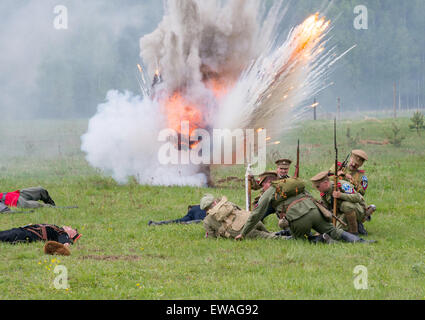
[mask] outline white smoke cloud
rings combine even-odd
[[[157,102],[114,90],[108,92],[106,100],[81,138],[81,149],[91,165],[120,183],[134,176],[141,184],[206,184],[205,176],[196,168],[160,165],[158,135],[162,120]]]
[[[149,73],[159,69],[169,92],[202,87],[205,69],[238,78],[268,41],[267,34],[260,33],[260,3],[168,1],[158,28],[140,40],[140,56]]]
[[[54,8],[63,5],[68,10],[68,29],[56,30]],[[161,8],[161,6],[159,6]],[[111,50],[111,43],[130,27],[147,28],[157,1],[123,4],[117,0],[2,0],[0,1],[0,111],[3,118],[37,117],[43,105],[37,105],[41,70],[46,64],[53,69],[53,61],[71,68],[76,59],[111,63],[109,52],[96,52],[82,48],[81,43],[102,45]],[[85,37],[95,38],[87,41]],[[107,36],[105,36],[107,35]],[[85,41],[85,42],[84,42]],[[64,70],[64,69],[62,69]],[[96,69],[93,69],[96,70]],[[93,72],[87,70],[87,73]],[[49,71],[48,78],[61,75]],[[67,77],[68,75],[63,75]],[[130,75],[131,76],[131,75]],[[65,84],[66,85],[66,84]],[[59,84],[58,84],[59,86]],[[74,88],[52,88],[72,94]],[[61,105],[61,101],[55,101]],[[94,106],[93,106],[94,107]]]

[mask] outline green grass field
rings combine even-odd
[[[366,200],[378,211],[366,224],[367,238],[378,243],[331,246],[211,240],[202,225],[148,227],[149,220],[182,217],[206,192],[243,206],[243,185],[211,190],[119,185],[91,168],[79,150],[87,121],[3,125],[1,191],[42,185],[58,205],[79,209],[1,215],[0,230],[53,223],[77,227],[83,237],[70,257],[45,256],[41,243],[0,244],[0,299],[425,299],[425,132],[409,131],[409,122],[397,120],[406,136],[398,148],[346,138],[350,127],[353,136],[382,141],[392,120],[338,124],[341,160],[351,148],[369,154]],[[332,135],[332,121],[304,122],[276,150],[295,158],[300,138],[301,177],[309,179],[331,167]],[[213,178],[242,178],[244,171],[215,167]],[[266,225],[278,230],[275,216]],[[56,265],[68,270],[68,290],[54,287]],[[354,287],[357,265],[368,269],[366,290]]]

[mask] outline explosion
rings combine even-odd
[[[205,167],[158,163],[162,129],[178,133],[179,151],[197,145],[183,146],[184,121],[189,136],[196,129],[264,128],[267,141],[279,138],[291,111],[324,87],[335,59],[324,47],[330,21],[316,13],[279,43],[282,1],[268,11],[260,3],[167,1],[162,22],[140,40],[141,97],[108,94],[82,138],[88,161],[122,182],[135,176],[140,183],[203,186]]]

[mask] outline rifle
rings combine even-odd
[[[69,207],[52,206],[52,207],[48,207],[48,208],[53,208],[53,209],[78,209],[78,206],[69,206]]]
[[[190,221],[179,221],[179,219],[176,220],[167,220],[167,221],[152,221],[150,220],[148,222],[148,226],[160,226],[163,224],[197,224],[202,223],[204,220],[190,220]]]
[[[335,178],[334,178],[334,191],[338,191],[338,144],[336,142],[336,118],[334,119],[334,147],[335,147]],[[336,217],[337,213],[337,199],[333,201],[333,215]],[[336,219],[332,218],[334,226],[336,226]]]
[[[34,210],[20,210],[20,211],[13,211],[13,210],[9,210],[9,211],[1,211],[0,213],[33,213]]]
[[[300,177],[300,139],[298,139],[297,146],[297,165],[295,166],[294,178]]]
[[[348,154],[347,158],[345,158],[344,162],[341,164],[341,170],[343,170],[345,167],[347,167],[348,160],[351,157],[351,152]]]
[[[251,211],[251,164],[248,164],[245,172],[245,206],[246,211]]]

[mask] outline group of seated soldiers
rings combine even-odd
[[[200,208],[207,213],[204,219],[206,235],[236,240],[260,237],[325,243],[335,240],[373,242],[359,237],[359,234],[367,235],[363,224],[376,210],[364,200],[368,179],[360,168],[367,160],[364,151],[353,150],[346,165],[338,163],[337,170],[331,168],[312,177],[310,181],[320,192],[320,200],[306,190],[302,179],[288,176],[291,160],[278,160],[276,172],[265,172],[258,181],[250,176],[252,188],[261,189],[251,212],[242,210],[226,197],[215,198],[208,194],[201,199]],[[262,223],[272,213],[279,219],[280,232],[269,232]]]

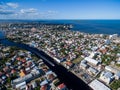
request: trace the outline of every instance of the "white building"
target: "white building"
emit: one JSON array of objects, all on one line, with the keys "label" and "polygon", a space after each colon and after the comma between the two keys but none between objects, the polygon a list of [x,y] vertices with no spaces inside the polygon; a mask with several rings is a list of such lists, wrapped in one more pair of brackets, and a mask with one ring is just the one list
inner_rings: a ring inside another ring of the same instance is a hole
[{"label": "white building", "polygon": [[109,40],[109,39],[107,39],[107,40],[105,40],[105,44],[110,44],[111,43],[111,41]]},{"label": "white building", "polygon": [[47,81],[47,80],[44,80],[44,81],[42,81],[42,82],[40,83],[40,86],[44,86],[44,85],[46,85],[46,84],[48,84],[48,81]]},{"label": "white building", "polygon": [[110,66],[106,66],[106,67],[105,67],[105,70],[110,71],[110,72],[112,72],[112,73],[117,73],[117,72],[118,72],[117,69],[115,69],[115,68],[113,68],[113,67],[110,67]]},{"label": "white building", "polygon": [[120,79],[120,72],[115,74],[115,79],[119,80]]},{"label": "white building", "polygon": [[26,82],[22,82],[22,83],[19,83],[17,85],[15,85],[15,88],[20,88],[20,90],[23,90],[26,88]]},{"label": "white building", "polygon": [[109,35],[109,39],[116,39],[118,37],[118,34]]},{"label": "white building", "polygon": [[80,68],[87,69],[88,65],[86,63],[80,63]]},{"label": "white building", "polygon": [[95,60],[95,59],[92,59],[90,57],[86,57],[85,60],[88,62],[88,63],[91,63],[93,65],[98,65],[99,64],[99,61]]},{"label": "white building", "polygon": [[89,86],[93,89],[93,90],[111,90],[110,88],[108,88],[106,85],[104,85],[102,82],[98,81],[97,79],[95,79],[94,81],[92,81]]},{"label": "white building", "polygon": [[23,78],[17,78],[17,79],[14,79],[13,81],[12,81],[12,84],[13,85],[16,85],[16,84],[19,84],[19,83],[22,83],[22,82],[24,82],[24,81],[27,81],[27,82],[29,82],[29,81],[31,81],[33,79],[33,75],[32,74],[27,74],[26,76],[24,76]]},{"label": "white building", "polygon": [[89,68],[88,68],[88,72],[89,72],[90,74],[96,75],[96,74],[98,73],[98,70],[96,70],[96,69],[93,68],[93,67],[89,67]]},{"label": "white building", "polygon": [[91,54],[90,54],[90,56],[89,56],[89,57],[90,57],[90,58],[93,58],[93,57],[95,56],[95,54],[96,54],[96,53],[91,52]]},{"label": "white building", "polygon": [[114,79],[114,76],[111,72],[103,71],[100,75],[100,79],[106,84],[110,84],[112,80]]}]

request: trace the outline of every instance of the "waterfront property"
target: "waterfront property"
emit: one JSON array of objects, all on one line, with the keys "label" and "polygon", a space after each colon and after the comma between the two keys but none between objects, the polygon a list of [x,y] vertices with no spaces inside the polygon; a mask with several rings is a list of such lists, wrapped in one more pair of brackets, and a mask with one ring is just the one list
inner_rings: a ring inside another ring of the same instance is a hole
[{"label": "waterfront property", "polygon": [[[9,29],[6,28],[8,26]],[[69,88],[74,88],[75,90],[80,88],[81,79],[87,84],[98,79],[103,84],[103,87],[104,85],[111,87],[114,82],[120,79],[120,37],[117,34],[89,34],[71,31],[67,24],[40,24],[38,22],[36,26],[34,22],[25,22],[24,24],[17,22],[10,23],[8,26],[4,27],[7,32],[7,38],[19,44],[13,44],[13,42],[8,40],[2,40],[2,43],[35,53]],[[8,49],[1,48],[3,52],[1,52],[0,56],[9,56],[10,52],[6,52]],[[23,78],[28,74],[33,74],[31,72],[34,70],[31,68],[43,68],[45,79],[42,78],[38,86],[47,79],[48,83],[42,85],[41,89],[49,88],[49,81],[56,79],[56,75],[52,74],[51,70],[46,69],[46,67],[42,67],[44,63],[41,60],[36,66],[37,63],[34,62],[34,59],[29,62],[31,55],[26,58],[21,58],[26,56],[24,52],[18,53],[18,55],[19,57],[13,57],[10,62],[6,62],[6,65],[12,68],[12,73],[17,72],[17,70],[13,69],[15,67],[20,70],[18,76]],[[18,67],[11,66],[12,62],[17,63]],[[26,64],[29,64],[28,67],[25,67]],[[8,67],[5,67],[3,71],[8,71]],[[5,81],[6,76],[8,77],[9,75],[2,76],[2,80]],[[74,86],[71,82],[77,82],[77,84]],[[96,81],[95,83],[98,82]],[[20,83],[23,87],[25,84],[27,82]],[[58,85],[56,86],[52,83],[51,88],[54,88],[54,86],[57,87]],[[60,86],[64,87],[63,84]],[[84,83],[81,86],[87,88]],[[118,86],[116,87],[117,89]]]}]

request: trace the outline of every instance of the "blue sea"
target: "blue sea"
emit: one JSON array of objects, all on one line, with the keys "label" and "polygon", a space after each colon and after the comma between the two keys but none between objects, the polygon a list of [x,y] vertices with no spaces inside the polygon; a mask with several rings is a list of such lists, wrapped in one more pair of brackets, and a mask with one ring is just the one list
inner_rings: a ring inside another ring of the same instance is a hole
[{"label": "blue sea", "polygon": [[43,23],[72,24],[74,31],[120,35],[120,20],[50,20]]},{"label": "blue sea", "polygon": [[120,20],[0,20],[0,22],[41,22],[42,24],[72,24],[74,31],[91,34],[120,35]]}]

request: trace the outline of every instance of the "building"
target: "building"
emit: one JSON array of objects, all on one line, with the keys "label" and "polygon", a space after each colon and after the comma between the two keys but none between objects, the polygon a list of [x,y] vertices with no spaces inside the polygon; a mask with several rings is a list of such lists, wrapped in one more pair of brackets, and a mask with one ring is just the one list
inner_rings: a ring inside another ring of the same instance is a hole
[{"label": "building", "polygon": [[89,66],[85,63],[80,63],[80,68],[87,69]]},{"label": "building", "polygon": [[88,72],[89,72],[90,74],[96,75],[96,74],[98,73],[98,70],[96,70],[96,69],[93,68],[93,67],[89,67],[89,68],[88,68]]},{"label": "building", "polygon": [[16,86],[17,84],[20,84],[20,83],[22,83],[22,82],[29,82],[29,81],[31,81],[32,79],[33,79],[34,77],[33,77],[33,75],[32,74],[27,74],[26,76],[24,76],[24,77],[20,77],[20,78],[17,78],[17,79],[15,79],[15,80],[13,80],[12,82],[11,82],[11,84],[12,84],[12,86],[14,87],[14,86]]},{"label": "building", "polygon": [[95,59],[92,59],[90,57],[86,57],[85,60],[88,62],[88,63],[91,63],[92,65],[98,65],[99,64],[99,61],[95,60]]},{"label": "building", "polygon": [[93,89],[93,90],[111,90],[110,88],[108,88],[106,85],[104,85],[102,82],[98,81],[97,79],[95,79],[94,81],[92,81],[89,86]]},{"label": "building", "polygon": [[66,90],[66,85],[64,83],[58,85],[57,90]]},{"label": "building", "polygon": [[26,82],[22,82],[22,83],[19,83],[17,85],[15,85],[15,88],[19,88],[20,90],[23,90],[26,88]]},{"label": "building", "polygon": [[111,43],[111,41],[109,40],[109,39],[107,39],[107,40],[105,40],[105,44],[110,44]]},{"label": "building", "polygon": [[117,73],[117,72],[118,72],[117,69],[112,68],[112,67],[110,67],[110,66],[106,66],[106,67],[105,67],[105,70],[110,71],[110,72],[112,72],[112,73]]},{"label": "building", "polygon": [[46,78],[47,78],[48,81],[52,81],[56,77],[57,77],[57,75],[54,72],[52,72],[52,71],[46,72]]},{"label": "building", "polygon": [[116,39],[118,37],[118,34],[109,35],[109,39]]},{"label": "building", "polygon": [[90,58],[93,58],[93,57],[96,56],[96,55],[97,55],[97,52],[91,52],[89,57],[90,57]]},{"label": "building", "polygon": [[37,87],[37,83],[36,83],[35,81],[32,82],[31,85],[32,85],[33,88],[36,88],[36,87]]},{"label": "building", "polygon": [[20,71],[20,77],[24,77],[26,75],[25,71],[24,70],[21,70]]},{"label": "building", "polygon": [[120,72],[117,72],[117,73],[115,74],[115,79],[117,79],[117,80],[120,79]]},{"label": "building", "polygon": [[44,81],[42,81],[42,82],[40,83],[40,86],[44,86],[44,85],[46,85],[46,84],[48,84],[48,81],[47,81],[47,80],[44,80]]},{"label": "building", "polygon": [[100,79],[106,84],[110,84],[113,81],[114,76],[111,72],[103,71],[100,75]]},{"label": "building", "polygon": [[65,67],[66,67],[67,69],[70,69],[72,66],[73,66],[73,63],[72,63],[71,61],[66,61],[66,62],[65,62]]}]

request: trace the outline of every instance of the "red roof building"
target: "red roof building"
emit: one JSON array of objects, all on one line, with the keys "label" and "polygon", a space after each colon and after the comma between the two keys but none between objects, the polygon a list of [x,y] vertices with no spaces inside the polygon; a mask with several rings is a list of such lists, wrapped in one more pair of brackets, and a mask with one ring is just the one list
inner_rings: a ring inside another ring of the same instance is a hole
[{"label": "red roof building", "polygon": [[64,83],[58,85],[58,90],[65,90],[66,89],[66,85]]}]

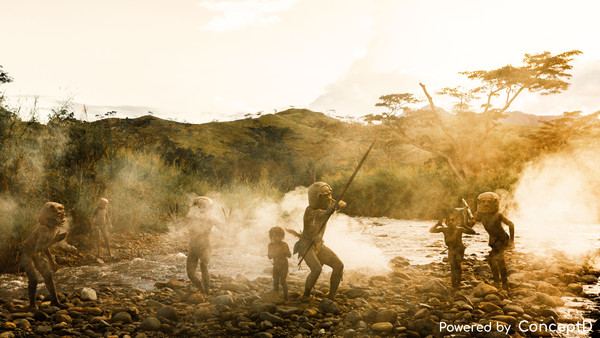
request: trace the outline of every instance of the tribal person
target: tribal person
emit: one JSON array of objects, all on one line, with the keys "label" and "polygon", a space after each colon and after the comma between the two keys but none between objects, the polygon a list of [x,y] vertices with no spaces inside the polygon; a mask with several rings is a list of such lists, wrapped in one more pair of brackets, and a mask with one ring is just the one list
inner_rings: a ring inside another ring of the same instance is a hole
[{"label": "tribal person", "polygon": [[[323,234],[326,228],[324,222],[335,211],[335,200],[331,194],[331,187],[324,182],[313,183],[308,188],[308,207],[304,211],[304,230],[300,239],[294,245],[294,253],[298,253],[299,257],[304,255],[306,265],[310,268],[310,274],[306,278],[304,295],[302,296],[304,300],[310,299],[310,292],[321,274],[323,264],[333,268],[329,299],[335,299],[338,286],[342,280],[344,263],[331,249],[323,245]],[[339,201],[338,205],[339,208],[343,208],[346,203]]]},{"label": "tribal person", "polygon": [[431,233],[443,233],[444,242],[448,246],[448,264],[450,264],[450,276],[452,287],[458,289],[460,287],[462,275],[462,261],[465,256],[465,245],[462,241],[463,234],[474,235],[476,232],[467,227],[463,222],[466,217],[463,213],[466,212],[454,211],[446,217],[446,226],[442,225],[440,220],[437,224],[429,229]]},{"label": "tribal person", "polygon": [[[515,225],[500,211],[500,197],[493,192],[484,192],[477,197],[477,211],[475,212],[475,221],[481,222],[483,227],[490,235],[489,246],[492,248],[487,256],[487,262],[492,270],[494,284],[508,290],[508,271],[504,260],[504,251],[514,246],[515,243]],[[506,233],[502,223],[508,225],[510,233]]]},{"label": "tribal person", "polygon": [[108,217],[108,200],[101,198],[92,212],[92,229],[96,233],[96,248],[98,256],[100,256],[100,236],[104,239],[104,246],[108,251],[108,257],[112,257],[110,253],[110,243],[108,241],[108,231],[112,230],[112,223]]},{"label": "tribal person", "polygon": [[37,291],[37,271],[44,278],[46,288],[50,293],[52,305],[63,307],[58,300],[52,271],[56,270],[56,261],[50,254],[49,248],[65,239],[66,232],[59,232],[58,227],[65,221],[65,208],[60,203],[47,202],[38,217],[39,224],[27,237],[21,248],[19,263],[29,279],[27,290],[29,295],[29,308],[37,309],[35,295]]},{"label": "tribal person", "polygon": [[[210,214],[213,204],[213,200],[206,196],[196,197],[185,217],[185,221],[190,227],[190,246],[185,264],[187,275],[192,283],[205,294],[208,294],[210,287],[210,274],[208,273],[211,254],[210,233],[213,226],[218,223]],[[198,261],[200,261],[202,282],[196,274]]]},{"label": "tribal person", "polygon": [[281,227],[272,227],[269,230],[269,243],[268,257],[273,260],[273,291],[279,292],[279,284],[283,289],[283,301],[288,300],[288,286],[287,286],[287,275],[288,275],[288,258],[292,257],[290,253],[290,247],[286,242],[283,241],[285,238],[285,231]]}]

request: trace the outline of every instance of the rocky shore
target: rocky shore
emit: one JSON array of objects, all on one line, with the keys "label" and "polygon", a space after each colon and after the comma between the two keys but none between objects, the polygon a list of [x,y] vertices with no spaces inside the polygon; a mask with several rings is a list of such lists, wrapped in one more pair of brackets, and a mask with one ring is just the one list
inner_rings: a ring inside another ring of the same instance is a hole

• Work instruction: Which lines of the data contain the word "rocky"? Copy each one.

• Response to the task:
request: trace the outline of every instance of the rocky shore
target: rocky shore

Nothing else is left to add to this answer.